- **ТЕКСТ**:

------------------------------------------------

Генерал указал нам на табурет и продавленный венский стул, неизвестно какими судьбами оказавшийся в [128] блиндаже. Мы с майором, не сговариваясь, сели одновременно.

— Штаб фронта на днях переезжает в Красный Сад, а строительство не закончено. Поезжайте вдвоем и на месте разберитесь. Отныне вы, — генерал указал на меня, — будете начальником строительства КП, а Лазаренко должен обеспечить бесперебойную связь со всеми переправами с нового места.

Строительство КП (в районе Ахтубы) велось давно. Этой трудоемкой работой занимались несколько саперных батальонов и специальных рот.

Едва ознакомившись со строительством, на другой день я случайно встретился в одной из аллей сада с начальником штаба фронта генералом Г. Ф. Захаровым. Помню, шел я по дорожке, усеянной пожелтевшими листьями, и, забыв о всем окружающем, размышлял о том, как бы побыстрее закончить эту работу и взяться за боевые дела. Вдруг передо мной вырос небольшого роста, круглолицый генерал, отчитывающий крепкими словами полковника из оперативного отдела, который принимал готовые сооружения КП. «Генерал Захаров, — мелькнуло у меня в голове. — Ну да, конечно, это он преподавал тактику в Военно-инженерной академии имени В. В. Куйбышева. Нет, наше свидание сейчас ничего хорошего мне не сулит», — и с этими мыслями я пытаюсь свернуть в соседнюю аллею, но полковник показывает мне из-за спины генерала, мол, представляйся. И я представился.

------------------------------------------------

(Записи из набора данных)
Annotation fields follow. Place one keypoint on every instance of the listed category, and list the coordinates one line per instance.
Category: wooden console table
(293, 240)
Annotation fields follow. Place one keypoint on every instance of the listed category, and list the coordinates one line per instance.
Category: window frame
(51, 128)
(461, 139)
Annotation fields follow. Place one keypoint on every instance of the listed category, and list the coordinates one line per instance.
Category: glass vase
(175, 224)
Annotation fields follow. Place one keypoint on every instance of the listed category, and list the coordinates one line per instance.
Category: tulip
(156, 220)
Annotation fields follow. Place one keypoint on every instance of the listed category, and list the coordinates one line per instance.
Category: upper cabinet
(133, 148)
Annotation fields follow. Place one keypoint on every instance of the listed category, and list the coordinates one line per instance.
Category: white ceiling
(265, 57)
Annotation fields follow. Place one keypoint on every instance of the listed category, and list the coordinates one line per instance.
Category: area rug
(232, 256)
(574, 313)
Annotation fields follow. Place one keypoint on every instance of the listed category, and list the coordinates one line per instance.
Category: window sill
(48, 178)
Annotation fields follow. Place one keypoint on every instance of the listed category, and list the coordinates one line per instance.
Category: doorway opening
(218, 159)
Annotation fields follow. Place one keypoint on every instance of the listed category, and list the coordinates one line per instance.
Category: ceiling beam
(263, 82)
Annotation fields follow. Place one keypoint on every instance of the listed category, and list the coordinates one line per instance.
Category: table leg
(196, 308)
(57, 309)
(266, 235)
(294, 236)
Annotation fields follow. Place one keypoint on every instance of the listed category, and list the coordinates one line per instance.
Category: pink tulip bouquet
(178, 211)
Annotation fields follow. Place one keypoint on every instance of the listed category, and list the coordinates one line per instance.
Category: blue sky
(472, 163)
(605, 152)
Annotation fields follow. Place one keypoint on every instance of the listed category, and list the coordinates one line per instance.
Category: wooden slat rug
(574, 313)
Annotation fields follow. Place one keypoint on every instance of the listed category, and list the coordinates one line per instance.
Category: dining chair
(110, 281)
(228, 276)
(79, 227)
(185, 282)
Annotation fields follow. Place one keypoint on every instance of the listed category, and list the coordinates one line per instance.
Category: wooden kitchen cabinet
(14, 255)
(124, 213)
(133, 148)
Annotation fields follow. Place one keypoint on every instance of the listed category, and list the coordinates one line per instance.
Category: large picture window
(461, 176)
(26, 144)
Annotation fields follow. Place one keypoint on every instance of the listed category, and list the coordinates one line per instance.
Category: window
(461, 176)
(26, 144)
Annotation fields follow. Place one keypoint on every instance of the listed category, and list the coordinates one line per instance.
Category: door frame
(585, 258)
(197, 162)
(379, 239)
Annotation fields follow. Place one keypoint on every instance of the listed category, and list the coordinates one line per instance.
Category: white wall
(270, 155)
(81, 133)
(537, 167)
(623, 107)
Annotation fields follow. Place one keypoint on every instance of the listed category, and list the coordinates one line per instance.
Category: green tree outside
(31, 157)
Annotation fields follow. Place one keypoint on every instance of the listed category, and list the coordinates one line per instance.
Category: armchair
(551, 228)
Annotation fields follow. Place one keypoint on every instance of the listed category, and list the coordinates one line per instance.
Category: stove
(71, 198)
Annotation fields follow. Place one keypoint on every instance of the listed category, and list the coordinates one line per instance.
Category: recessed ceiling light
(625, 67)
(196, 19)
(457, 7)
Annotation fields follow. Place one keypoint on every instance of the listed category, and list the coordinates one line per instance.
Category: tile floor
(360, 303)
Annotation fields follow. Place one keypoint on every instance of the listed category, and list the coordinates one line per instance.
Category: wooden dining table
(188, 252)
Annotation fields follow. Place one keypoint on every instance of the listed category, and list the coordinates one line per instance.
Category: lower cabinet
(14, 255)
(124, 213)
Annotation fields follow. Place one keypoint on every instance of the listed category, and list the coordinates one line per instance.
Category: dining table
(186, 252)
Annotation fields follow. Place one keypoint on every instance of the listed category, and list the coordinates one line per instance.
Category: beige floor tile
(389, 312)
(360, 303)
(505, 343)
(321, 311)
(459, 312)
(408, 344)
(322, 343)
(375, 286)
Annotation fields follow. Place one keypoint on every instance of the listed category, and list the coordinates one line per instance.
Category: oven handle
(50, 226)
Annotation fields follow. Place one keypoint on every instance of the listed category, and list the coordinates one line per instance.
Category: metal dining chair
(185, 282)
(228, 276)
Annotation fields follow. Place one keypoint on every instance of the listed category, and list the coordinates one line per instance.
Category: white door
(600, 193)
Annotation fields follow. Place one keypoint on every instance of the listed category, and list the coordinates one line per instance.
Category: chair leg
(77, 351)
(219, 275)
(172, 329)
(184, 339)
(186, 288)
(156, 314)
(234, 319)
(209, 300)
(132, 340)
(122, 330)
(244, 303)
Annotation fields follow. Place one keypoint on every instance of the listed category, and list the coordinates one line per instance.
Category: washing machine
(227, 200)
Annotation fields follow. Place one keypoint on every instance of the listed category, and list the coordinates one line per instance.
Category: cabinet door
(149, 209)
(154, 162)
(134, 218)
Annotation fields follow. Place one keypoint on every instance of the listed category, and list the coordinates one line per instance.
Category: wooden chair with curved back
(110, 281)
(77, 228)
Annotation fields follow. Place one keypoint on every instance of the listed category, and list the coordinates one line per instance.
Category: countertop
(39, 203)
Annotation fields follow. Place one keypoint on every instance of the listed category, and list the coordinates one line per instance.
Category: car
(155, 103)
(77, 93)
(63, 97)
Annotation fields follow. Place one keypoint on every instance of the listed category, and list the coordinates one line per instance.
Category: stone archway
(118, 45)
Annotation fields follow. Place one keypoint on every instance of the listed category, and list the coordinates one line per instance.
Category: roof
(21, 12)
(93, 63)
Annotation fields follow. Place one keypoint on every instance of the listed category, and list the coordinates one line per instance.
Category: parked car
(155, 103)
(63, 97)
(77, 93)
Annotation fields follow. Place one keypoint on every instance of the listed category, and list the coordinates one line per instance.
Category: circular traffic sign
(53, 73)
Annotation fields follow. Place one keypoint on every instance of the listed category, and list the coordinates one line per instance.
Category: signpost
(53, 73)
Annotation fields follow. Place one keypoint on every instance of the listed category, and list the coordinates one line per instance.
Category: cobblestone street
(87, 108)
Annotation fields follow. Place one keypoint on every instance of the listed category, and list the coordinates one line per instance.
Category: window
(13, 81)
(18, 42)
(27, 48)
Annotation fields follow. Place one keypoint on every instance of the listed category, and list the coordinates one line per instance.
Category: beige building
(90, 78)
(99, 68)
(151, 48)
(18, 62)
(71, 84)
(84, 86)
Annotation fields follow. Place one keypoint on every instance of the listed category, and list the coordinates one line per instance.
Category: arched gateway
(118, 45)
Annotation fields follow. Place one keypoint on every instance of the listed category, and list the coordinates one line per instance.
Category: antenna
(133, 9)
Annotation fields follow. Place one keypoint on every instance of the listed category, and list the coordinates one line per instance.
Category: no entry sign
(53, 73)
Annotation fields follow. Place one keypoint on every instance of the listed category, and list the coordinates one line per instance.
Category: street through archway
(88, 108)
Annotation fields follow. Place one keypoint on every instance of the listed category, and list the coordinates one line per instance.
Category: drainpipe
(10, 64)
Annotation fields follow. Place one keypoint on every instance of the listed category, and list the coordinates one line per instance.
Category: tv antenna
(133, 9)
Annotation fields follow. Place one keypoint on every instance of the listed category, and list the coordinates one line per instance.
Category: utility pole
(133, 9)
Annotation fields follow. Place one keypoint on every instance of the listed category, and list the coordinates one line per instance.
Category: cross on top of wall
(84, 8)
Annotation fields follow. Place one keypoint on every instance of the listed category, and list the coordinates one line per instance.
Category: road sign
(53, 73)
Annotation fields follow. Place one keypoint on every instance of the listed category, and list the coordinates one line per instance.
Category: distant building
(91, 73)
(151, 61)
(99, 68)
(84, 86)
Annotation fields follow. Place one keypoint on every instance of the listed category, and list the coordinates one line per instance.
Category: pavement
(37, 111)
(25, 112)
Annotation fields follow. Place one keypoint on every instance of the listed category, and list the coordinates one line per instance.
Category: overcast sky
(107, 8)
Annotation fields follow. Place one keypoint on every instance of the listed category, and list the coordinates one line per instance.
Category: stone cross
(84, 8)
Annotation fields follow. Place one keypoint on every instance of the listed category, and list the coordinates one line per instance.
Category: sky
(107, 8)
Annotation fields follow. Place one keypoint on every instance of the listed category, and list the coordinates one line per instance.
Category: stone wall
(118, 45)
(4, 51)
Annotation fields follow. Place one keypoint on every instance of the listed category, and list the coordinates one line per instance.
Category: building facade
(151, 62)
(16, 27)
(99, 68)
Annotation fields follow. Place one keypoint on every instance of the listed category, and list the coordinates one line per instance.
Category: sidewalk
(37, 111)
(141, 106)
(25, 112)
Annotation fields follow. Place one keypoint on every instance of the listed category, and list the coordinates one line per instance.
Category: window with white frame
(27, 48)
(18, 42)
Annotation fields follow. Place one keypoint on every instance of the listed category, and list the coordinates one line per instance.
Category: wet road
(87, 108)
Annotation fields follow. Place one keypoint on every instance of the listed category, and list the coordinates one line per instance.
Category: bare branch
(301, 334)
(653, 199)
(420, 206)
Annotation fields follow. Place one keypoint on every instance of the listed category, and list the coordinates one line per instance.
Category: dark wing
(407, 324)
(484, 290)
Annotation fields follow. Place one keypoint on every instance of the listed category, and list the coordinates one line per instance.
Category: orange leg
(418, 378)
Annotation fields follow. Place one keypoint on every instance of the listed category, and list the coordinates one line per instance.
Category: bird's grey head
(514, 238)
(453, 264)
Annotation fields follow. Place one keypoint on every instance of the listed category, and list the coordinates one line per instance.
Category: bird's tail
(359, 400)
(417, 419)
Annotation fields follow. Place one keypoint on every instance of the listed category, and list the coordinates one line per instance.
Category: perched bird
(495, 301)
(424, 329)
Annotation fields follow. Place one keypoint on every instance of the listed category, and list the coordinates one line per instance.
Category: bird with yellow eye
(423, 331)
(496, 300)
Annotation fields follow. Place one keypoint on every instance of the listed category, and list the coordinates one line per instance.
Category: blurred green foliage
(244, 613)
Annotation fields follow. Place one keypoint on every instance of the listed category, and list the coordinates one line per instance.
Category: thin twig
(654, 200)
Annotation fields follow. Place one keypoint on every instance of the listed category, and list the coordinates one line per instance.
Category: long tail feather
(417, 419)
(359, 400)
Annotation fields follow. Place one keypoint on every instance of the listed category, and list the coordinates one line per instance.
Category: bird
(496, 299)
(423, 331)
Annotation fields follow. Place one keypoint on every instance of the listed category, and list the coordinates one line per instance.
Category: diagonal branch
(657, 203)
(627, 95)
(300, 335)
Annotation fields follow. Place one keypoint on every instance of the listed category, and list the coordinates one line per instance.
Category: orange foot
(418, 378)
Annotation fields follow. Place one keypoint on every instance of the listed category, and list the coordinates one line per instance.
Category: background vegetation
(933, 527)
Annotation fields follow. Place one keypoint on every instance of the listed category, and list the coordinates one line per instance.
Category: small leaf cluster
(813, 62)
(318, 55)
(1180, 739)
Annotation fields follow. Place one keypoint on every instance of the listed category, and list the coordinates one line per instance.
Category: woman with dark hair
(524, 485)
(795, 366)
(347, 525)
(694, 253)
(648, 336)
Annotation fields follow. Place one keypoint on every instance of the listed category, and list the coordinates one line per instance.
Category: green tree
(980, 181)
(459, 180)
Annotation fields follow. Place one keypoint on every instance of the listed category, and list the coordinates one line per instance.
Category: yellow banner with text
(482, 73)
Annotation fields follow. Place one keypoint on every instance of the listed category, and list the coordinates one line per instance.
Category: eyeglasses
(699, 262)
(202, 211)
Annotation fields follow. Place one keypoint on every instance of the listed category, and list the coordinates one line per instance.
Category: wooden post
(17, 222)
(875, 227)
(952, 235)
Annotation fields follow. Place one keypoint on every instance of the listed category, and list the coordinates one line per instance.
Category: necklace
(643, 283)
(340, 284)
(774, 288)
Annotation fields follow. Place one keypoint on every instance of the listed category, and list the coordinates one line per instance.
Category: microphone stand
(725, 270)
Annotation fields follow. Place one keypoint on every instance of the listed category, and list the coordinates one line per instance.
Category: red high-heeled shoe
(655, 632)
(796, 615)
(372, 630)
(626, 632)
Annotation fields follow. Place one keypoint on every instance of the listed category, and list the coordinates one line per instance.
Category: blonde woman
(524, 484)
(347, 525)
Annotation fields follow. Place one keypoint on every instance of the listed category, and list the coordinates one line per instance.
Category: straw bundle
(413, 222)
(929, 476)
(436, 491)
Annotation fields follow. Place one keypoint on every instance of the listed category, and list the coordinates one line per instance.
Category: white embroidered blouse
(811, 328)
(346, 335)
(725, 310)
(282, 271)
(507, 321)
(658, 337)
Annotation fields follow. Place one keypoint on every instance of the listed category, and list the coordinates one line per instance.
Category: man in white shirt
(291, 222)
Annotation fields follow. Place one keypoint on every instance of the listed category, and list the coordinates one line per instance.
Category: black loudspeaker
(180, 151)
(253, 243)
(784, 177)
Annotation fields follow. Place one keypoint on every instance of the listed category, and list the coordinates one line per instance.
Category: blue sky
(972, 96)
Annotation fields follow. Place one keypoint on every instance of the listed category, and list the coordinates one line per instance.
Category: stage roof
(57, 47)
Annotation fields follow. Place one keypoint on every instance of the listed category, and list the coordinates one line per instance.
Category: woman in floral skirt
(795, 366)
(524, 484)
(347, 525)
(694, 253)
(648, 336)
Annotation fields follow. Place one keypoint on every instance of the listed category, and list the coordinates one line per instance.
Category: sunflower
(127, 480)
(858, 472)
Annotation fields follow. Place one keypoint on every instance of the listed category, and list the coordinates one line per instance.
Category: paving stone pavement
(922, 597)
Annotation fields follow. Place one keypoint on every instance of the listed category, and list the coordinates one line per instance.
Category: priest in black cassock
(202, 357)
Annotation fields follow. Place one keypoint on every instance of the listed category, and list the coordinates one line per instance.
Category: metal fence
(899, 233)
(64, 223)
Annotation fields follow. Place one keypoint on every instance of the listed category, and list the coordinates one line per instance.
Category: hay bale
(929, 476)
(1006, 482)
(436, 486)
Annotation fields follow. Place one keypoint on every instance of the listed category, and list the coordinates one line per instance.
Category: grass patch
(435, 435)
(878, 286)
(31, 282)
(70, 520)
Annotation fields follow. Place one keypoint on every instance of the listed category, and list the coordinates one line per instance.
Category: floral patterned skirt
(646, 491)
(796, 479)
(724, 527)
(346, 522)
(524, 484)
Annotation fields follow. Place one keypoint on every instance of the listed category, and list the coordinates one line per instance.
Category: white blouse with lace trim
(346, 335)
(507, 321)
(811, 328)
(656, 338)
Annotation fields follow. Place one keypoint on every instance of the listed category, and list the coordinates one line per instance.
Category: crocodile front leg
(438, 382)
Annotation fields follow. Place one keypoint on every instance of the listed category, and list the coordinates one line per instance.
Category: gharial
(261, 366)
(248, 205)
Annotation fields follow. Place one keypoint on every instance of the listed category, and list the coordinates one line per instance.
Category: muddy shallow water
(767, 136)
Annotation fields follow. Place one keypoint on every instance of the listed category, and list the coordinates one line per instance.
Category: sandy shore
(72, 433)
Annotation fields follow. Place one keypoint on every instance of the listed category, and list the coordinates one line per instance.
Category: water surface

------------------------------------------------

- **ЗАДАНИЕ**:
Ответьте по тексту на вопросы:
(а) Куда на днях переезжает штаб фронта?
(б) Что должен обеспечить Лазаренко?
(в) Где генерал Захаров преподавал тактику?
Записи никак не связаны с текстом.

- **РЕШЕНИЕ**:
(а) В Красный Сад.
(б) Бесперебойную связь со всеми переправами с нового места.
(в) В Военно-инженерной академии имени В. В. Куйбышева.